● **Work to complete**: Only the text of the records belongs in the answer; the pictures must be dropped.

● **Supplied data**:
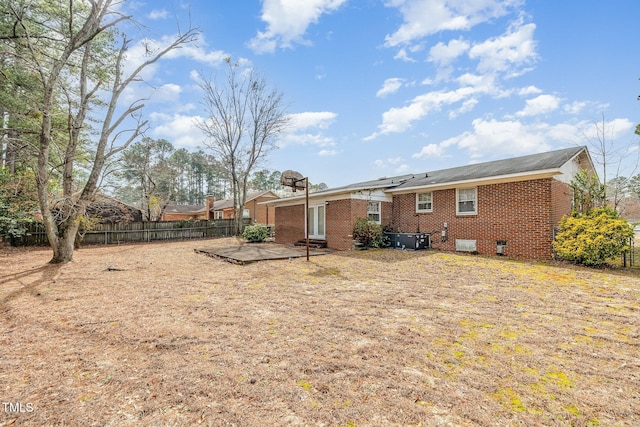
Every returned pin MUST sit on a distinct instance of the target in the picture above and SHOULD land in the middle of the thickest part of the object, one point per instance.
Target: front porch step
(313, 243)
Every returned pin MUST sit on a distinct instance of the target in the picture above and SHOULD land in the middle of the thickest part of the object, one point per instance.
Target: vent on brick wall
(466, 245)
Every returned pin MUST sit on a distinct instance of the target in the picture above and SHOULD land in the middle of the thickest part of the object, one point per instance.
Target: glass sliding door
(316, 222)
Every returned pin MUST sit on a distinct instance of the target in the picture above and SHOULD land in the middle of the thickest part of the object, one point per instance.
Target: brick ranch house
(254, 208)
(223, 209)
(514, 203)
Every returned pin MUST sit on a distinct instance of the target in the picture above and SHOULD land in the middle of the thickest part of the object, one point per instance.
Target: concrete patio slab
(253, 252)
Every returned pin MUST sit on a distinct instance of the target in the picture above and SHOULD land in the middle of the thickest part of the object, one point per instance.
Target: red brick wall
(561, 198)
(261, 214)
(340, 217)
(519, 213)
(290, 225)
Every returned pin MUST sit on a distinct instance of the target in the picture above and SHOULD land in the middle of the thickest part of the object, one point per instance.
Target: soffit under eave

● **Output below**:
Every returned pin MUST sit on a distinct instance of the target in the picture above and SHOULD land in the middle of the thickest part of the object, one point per instance.
Target: front porch step
(313, 243)
Every returned pin MUST sit on a distinct instance of the target in the picture above and SHOULD land in the middle of the thickest part of the object, one point per instance.
Target: vent on brick wall
(466, 245)
Every returned pin MUST sit on a distinct instance of the target in the picture above and SHOULD land in the middle of the thickest part of the object, one point per instance.
Target: glass sliding door
(316, 222)
Every returned pin MUST sit on a distinct instance of the target in the picture above and SHOULD land in the middle of the thickest part of the object, one point per instance.
Target: brick ranch house
(254, 208)
(223, 209)
(514, 203)
Every returned pin MUST sit on a distinct instance of the target in the picture above and SHOULD land in the middle of the thickest part of the object, one point per instance.
Target: concrete patio slab
(253, 252)
Every returned pin MUST sit on a distinct instance of the target in the picture above and SHOULD land in the middle of the thickest part of the object, one point per instance.
Target: red brick wall
(561, 198)
(261, 214)
(340, 217)
(519, 213)
(290, 225)
Every returned pin MUST sit on a distinct instance of the target in the picture above and SHOULD land in the middle of the thickest part of the object, one point per instance.
Target: soffit under eave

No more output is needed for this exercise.